--- Supplied data ---
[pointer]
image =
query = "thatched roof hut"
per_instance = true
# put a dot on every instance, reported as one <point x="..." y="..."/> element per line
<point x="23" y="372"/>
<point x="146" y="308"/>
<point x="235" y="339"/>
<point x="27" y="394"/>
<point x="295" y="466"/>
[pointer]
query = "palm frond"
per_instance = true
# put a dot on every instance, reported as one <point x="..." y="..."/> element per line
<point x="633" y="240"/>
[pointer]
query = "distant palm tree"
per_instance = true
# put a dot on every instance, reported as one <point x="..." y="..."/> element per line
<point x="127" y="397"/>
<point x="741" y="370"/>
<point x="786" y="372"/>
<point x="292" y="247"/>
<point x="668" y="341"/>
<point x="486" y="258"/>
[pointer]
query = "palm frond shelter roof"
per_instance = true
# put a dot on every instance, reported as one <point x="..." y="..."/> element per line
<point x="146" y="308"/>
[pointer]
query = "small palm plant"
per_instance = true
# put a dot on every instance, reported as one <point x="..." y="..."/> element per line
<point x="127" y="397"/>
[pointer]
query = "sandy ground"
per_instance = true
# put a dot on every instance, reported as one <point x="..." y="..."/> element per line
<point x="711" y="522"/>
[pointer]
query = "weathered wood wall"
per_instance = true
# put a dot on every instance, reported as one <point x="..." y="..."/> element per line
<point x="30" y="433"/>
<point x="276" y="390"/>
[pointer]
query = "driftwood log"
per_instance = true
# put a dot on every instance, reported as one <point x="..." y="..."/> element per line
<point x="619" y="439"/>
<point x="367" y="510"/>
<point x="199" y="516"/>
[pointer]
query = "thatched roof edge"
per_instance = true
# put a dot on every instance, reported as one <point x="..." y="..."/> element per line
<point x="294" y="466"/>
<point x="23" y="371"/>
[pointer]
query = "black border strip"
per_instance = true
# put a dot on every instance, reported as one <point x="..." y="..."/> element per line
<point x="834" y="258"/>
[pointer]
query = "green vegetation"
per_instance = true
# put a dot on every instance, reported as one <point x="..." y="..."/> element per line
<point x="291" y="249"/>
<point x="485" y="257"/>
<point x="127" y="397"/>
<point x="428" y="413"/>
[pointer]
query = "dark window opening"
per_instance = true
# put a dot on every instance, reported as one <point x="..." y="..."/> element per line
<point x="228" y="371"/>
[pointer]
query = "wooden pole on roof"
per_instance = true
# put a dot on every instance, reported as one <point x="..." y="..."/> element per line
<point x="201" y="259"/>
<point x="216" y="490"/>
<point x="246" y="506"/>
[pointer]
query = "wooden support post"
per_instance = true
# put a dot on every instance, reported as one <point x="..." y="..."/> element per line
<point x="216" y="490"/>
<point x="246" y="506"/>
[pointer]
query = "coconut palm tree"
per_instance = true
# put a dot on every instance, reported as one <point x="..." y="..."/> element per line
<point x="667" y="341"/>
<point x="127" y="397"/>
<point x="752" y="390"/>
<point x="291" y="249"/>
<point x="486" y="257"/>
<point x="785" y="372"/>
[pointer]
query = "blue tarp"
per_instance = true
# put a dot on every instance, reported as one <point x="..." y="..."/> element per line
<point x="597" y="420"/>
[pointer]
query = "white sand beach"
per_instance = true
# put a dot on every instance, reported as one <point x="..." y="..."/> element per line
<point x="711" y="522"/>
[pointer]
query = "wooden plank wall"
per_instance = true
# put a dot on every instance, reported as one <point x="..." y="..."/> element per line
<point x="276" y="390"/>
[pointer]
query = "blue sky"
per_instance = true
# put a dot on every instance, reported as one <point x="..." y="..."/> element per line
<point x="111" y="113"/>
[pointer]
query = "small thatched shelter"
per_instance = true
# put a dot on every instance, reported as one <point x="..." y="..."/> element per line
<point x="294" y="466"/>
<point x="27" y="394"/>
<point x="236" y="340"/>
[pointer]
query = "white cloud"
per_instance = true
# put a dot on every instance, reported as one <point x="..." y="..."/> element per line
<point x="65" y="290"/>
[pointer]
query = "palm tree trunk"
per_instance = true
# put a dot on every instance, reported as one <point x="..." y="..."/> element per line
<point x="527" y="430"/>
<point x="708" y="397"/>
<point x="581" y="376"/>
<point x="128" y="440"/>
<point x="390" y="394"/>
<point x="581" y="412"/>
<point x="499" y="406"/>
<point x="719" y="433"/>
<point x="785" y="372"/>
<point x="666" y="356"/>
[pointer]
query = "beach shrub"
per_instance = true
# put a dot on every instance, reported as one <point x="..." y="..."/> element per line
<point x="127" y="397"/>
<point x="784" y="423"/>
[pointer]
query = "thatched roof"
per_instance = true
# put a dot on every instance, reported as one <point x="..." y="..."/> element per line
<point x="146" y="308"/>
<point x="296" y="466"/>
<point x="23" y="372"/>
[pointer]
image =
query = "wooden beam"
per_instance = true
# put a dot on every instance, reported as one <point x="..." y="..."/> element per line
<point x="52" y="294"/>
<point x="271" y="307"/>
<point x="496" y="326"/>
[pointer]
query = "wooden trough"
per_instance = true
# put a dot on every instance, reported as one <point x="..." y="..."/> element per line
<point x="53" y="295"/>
---
Report every line of the records above that contains the string "roof", treating uppercase and lowercase as distinct.

◆ Complete output:
query = "thatched roof hut"
query = "palm frond shelter roof"
query = "thatched roof edge"
query = "wooden pole on roof"
query = "thatched roof"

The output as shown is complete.